**Assignment:** Each word in the data below should be copied exactly; the images should not.

BEGIN Data for review

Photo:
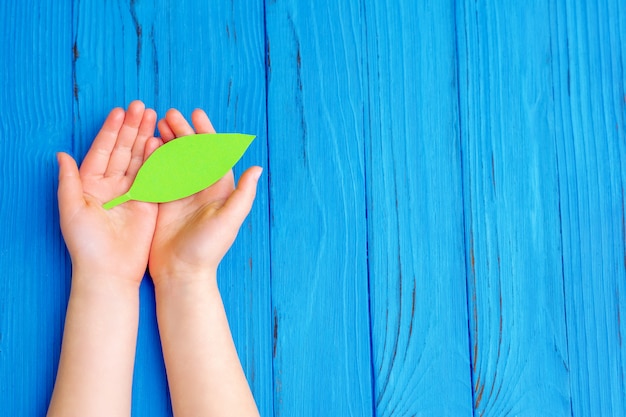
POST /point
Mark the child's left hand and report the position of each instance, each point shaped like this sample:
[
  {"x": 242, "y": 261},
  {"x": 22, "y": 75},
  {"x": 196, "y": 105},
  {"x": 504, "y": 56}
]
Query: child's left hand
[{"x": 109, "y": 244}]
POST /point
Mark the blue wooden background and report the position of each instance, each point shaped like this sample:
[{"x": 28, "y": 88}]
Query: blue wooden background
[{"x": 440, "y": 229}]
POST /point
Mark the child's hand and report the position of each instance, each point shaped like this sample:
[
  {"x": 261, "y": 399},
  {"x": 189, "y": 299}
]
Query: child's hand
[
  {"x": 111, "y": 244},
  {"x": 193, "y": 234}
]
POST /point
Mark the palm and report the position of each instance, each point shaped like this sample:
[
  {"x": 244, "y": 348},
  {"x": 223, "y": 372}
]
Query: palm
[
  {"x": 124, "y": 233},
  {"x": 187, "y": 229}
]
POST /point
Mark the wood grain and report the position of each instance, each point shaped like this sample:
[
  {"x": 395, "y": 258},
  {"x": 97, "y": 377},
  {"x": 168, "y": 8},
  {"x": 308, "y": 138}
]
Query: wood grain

END Data for review

**Written solution:**
Photo:
POST /point
Mark the child's left hand and report the position of each instance, each point shaped like this sample:
[
  {"x": 242, "y": 261},
  {"x": 22, "y": 75},
  {"x": 196, "y": 105},
  {"x": 504, "y": 56}
]
Query: child's left hand
[{"x": 109, "y": 244}]
POST /point
Mark the blue wooden background and report the position of each instance, each point shaped like this sample:
[{"x": 28, "y": 88}]
Query: blue wooden background
[{"x": 440, "y": 229}]
POST /point
Mark the child's hand and report the position of each instance, each point shaped like this sample:
[
  {"x": 261, "y": 399},
  {"x": 189, "y": 299}
]
Query: child's hand
[
  {"x": 111, "y": 244},
  {"x": 193, "y": 234}
]
POST /point
Mark the palm and report the position of each instance, each point shaped like this sample:
[
  {"x": 244, "y": 348},
  {"x": 223, "y": 372}
]
Query: palm
[
  {"x": 124, "y": 233},
  {"x": 187, "y": 229}
]
POST /point
Mark the wood grain and report the position of each instance, each point shaped like this sample:
[
  {"x": 395, "y": 258},
  {"x": 97, "y": 377},
  {"x": 168, "y": 8},
  {"x": 308, "y": 138}
]
Query: wood grain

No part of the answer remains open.